| EXCERPT TO READ |
════════════════
You are viewing a plain text version of this content. The canonical link for it is here.
Posted to user@uima.apache.org by Julien Nioche <J....@dcs.shef.ac.uk> on 2007/07/11 23:13:55 UTC

get all the annotations located between two positions

Hi,

Sorry if someone already asked the question.
Is there a direct way to obtain from a Cas all the annotations of a 
given type located between two positions in the text? Something like 
getContained(String type,int start,int end)?
I am trying to get all the Tokens contained within a specific Sentence. 
I have used iterators for doing that and compared the offset with those 
of the Sentence but it is a bit tedious. Have I missed something obvious?

Thanks

Julien

Re: Iterators: problem when using standard methods in combination with moveTo*

Posted by Thilo Goetz <tw...@gmx.de>.
Hi Julien,

Julien Nioche wrote:
> Thilo and Marshall,
> 
> Thanks for sharing the tip. Indeed it would be a good idea to add this
> little example to the documentation.
> 
> A quick comment about the Iterator methods. I had a problem with the
> following piece of code:
> 
> /while (wordFormIterator.hasNext()){
> WordForm wf = (WordForm)wordFormIterator.next();
> if (wf.getBegin()==token.getBegin() && wf.getEnd()==token.getEnd()){
> liste.add(wf);
> }
> else {
> //  move back
> wordFormIterator.moveToPrevious();
>  return liste;
>  }
> }
> /
> The last element of the iterator was never accessible because
> /hasNext()/ returned false despite the fact that there WAS an element
> left in there. /moveToPrevious /had been previously called on this iterator.
════════════════
| GIVEN INFORMATION |

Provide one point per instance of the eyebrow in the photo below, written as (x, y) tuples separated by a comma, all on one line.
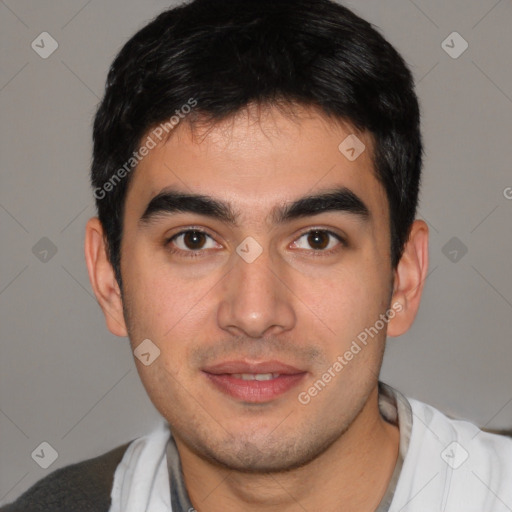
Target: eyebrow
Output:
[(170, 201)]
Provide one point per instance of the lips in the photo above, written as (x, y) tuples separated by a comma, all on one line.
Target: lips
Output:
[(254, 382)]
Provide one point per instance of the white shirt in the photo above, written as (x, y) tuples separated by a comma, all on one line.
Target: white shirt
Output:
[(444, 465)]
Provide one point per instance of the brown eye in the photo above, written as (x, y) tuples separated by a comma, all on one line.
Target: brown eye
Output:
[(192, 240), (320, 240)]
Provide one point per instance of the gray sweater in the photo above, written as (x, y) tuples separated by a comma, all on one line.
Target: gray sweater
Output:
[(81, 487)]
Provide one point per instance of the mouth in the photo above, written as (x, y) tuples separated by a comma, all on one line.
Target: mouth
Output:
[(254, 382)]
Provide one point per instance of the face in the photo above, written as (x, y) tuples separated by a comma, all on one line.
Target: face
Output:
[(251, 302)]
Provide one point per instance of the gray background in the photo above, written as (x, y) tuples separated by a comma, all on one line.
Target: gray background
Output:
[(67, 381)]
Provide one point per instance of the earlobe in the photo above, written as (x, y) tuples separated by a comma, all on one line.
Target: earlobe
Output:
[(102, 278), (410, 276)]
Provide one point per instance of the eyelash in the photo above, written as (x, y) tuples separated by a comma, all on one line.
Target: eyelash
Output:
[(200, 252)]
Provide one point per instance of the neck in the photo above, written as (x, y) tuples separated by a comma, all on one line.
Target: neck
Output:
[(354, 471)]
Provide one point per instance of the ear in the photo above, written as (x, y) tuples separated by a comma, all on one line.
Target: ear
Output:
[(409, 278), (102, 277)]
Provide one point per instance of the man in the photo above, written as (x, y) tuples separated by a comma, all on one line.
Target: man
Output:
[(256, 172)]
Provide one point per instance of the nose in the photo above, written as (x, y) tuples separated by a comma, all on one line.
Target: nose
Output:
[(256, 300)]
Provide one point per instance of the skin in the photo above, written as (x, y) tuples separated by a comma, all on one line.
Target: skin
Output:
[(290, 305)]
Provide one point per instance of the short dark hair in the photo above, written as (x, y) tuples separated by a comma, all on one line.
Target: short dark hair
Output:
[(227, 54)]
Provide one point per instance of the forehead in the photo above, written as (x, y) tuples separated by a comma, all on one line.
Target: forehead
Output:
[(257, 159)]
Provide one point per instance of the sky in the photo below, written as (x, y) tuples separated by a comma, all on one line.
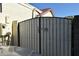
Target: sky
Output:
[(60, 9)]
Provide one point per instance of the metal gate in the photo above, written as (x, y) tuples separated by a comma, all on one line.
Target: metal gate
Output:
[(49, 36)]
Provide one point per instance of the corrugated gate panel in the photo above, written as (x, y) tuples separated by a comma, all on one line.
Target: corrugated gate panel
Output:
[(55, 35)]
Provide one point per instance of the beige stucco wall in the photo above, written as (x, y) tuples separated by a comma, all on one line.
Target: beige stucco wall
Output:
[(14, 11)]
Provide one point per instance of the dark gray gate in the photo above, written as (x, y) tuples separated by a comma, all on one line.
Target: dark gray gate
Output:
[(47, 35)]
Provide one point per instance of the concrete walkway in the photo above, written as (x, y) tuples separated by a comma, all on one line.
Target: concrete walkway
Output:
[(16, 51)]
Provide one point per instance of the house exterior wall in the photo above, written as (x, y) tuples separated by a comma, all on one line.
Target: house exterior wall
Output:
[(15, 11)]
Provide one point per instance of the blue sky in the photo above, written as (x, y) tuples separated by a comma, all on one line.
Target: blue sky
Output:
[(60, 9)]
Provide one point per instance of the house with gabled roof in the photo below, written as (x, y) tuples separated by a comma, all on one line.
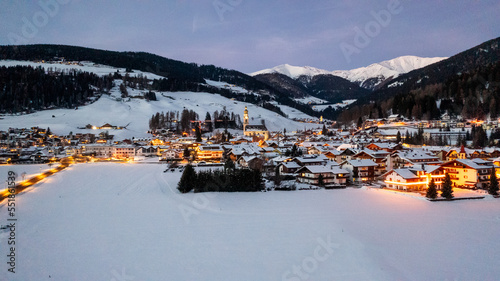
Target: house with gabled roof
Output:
════════════════
| TASK INSTRUCTIONS |
[1] In the code snippet quoted in the UIMA mailing-list thread, which methods are called on wordFormIterator?
[2] Please carry on the UIMA mailing-list thread from the point where it stops.
The data is separate material from the UIMA mailing-list thread.

| RESULTS BY TASK |
[1] hasNext(), next(), moveToPrevious()

[2]
> 
> Should not /hasNext() /return true even if the cursor has been moved
> forward or backward within the iterator? Or is the use of the legacy
> methods (hasNext(), next()) incompatible with the /moveTo* /methods?

hm, I thought this was in our documentation, but couldn't find it myself.
You should not mix the use of next()/hasNext() with the methods defined
in the FSIterator interface.  They do not work well together.  If you use
the FSIterator APIs, you should use them exclusively.  Sorry about that.
I'll add a comment to the javadocs.

> 
> Thanks
> 
> Julien
>> To be a bit more explicit, here's some code that will determine how
>> many tokens the longest sentence in the document contains.  It's a
>> silly example, but it illustrates the concept.  Maybe this should go
>> in the docs.  Note: I have not actually run this code, it may not
>> work immediately ;-)
>>
>>     CAS cas = ...;
>>     Type sentenceType = cas.getTypeSystem().getType("yourSentenceTypeName");
>>     Type tokenType = cas.getTypeSystem().getType("yourTokenTypeName");
>>     FSIterator sentenceIt = cas.getAnnotationIndex(sentenceType).iterator();
>>     AnnotationIndex tokenIndex = cas.getAnnotationIndex(tokenType);
>>     FSIterator tokenIt;
>>     int maxLen = 0;
>>     int currentLen;
>>     for (sentenceIt.moveToFirst(); sentenceIt.isValid(); sentenceIt.moveToNext()) {
>>       tokenIt = tokenIndex.subiterator((AnnotationFS) sentenceIt.get());
>>       currentLen = 0;
>>       for (tokenIt.moveToFirst(); tokenIt.isValid(); tokenIt.moveToNext()) {
>> 	++currentLen;
>>       }
>>       maxLen = ((maxLen < currentLen) ? currentLen : maxLen);
>>     }
>>     System.out.println("Longest sentence contains " + maxLen + " tokens.");
>>
>> --Thilo
>>
>> Marshall Schor wrote:
>>   
>>> Did you consider using subIterators?  These are (briefly) described in
>>> section 4.7.4 of the Apache UIMA Reference book, and may include exactly
>>> what you're trying to get at - an interator over elements that are
>>> "contained" in the span of other elements.
>>>
>>> -Marshall
>>>
>>> Julien Nioche wrote:
>>>     
>>>> Hi,
>>>>
>>>> Sorry if someone already asked the question.
>>>> Is there a direct way to obtain from a Cas all the annotations of a
>>>> given type located between two positions in the text? Something like
>>>> getContained(String type,int start,int end)?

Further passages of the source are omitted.